━━ Supplied information
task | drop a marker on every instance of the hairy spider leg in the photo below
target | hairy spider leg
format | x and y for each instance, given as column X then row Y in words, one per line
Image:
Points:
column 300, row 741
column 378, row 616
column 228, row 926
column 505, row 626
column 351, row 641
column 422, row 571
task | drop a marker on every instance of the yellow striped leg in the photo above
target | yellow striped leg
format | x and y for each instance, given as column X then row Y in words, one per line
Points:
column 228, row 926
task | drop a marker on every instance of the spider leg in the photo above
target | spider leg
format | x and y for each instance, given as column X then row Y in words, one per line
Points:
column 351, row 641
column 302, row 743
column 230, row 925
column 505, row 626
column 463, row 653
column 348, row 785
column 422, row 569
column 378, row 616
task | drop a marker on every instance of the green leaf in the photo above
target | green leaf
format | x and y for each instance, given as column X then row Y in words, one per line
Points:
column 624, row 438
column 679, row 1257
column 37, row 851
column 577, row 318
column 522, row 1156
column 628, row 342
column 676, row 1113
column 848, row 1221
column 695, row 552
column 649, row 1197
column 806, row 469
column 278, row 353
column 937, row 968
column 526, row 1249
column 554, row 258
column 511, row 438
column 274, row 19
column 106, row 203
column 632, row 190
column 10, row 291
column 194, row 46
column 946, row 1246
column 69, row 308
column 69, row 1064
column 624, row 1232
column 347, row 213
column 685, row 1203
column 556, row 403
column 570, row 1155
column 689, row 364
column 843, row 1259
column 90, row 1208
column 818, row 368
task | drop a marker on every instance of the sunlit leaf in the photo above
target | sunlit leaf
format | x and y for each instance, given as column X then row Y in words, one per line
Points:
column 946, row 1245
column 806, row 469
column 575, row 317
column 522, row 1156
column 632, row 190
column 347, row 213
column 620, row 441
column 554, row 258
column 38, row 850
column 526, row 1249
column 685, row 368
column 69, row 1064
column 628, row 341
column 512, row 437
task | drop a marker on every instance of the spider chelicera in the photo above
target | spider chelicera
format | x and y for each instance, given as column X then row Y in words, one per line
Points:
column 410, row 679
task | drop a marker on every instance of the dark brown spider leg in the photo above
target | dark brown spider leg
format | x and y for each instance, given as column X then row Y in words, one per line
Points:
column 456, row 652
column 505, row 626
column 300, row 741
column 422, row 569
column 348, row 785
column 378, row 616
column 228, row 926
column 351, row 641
━━━━
Exercise prompt. Revise the data above by changing each occurrence of "drop a marker" to "place a pin", leaving every other part of the lines unchanged.

Response for this exercise.
task | place a pin on every instance of the hairy spider leg in the photo below
target | hairy spider leg
format | x and y for each instance, given as column X then row Y in words, one per line
Image:
Points:
column 300, row 741
column 378, row 616
column 228, row 926
column 505, row 626
column 351, row 641
column 422, row 571
task | place a pin on every instance of the yellow striped leg in the photo above
target | yellow striped leg
format | x and y for each instance, given as column X then row Y in words, one per line
Points:
column 228, row 926
task | place a pin on every instance of the spider leg in the photo above
target | spider leg
format | x and y for each instance, given as column X then row Y in words, one per line
Points:
column 351, row 641
column 302, row 743
column 230, row 925
column 505, row 626
column 463, row 653
column 348, row 785
column 422, row 569
column 378, row 616
task | place a pin on every instance of the green leaf in the photo above
target | green leaf
format | x and y for each instance, given as column X then row Y in words, one per line
Points:
column 624, row 438
column 679, row 1257
column 37, row 851
column 577, row 318
column 522, row 1156
column 628, row 342
column 676, row 1113
column 848, row 1221
column 695, row 552
column 649, row 1197
column 806, row 469
column 278, row 353
column 937, row 968
column 526, row 1249
column 554, row 258
column 511, row 438
column 274, row 19
column 106, row 203
column 632, row 190
column 10, row 291
column 194, row 46
column 946, row 1246
column 69, row 308
column 69, row 1064
column 624, row 1232
column 347, row 213
column 685, row 1203
column 556, row 403
column 570, row 1155
column 689, row 364
column 843, row 1259
column 90, row 1208
column 818, row 368
task | place a pin on every instance of the sunlit leaf in the photo above
target | sunlit leaf
format | x and y for each instance, given as column X then row Y in words, one per line
Points:
column 946, row 1245
column 806, row 469
column 575, row 317
column 522, row 1156
column 632, row 190
column 347, row 213
column 620, row 441
column 554, row 258
column 38, row 850
column 526, row 1249
column 685, row 368
column 69, row 1064
column 628, row 341
column 512, row 437
task | place a pin on every instance of the spider chelicera in the photo above
target | spider chelicera
format | x and y for each instance, given as column X then row Y in words, one per line
Points:
column 410, row 679
task | place a pin on every instance of the dark brown spider leg in the photo above
target | dark brown spider leg
format | x and y for each instance, given as column X then row Y in words, one per line
Points:
column 456, row 652
column 505, row 626
column 300, row 741
column 422, row 569
column 348, row 785
column 378, row 616
column 228, row 926
column 351, row 641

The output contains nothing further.